>> START Data provided

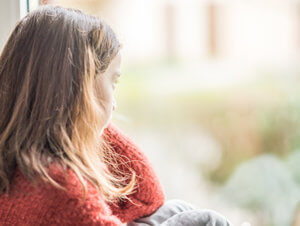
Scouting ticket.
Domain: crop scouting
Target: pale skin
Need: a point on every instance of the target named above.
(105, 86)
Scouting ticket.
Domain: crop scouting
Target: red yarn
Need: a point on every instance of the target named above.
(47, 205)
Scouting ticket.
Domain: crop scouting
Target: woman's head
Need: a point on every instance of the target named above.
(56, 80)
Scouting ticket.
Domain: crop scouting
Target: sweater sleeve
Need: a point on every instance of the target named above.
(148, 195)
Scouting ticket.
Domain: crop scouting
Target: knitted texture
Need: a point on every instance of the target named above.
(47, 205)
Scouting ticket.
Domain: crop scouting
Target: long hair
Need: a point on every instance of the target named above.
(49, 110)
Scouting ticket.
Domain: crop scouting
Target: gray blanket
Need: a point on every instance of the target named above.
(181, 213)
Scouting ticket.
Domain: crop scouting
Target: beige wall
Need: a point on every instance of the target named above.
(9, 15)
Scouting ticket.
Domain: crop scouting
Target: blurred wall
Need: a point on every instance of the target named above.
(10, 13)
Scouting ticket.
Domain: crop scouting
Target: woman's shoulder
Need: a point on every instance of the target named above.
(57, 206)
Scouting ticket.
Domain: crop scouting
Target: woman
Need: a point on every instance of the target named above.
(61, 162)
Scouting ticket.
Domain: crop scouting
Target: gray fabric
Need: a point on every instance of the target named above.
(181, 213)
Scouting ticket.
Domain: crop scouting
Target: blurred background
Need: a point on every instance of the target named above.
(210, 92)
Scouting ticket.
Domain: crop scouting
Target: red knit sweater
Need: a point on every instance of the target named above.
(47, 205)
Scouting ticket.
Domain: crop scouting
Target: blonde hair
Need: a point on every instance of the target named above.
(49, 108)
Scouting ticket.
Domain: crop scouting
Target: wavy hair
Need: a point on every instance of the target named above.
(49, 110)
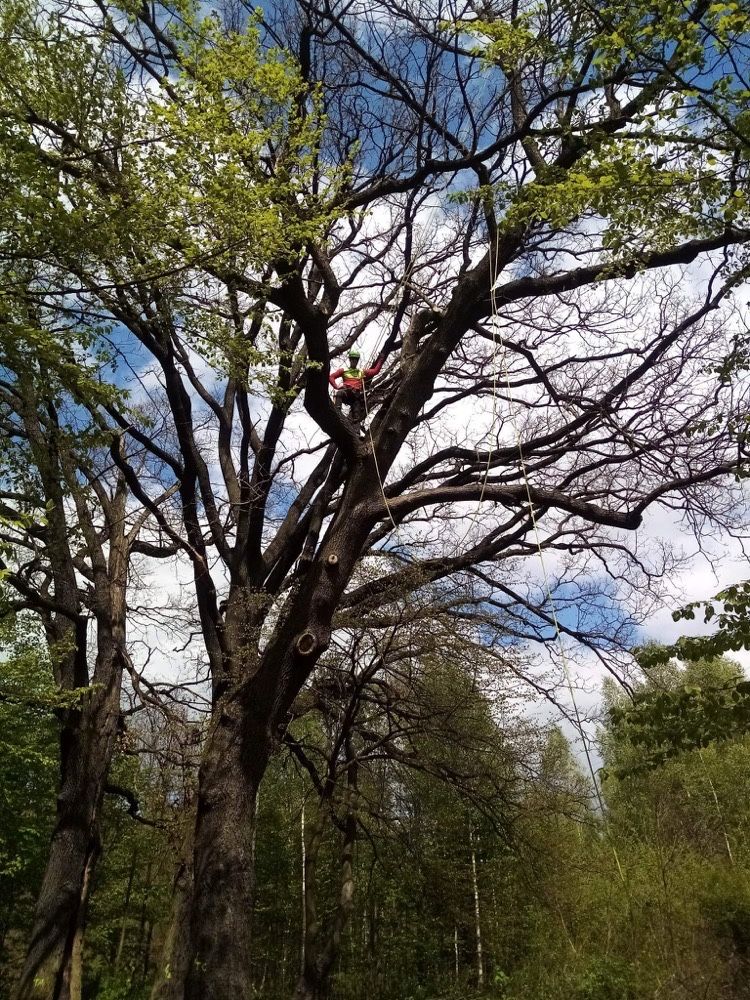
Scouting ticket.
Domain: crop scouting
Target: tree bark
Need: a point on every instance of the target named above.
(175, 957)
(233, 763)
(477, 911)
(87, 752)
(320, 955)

>> END Data provided
>> START Data provided

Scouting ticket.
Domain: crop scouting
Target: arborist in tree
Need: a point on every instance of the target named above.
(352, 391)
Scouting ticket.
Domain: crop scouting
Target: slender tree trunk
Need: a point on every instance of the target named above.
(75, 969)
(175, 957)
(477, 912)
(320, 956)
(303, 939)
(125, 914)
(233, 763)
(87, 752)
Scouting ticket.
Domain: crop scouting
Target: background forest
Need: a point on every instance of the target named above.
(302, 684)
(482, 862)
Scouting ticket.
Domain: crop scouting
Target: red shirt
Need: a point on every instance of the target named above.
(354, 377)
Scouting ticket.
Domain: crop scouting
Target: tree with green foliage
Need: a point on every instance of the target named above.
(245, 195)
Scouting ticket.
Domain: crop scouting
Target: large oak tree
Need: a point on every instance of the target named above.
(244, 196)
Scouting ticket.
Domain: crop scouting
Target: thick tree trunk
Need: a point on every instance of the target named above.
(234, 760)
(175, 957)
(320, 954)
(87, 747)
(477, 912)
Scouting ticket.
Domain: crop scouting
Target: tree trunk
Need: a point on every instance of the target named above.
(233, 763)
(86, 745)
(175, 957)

>> END Data provided

## Task requirements
Find each line in the records above that contains the string "tree" and copy it out. Case counts.

## Completed task
Target: tree bark
Target: arborist in tree
Target: slender tree trunk
Target: tree with green foliage
Target: large oak tree
Target: thick tree trunk
Target: tree trunk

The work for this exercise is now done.